UPDATE (August 27, 2020, 2:59 p.m.): We originally published this article earlier this year, after a police officer killed George Floyd in Minneapolis. In light of the shooting of Jacob Blake, who was shot seven times by a police officer in Kenosha, Wisconsin, this week, we’ve decided to recirculate the article.

One important difference between the protests that have spread across the country for the past nine days and nights and other protest movements is their subject. The demonstrators who have taken to the streets in response to the killing of George Floyd by Minneapolis police officers are protesting against police violence and the inequities of the criminal justice system, which as others have pointed out, call into question the role and neutrality of the law enforcement personnel who patrol those streets. The police officers firing tear gas, pepper spray and rubber bullets — and generally roughing up protesters — have seemed in many ways like counterprotesters more than peacekeepers.

DATASET EXTRACT:
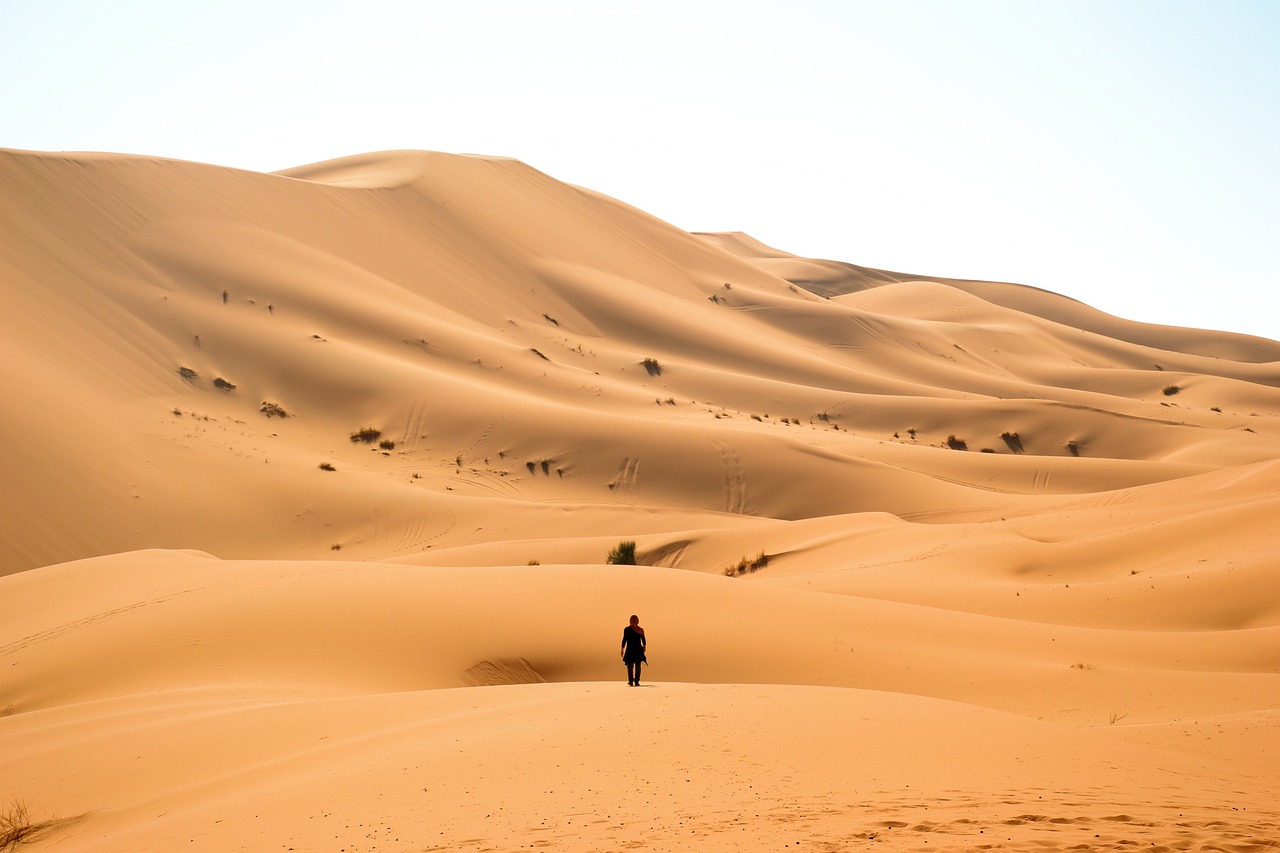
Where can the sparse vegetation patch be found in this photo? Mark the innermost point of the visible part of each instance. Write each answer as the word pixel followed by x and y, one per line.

INSTRUCTIONS:
**1)** Translate this sentence from the protest article into Spanish: "One important difference between the protests that have spread across the country for the past nine days and nights and other protest movements is their subject."
**2)** Condense the paragraph of the protest article that begins "One important difference between the protests" into a short bulleted list that keeps its main facts.
**3)** Copy the part of the protest article between "One important difference" and "more than peacekeepers.", inclusive, without changing anything.
The material has no connection to the text.

ANSWERS TO THIS EXERCISE:
**1)** Una diferencia importante entre las protestas que se han extendido por todo el país durante los últimos nueve días y noches y otros movimientos de protesta es su tema.

**2)**
- Unlike other protest movements, these protests, which spread across the country for nine days and nights, are set apart by their subject.
- Demonstrators responding to the killing of George Floyd by Minneapolis police officers are protesting police violence and the inequities of the criminal justice system.
- That subject calls into question the role and neutrality of the police patrolling the streets.
- Officers firing tear gas, pepper spray and rubber bullets and roughing up protesters have seemed more like counterprotesters than peacekeepers.

**3)**
One important difference between the protests that have spread across the country for the past nine days and nights and other protest movements is their subject. The demonstrators who have taken to the streets in response to the killing of George Floyd by Minneapolis police officers are protesting against police violence and the inequities of the criminal justice system, which as others have pointed out, call into question the role and neutrality of the law enforcement personnel who patrol those streets. The police officers firing tear gas, pepper spray and rubber bullets — and generally roughing up protesters — have seemed in many ways like counterprotesters more than peacekeepers.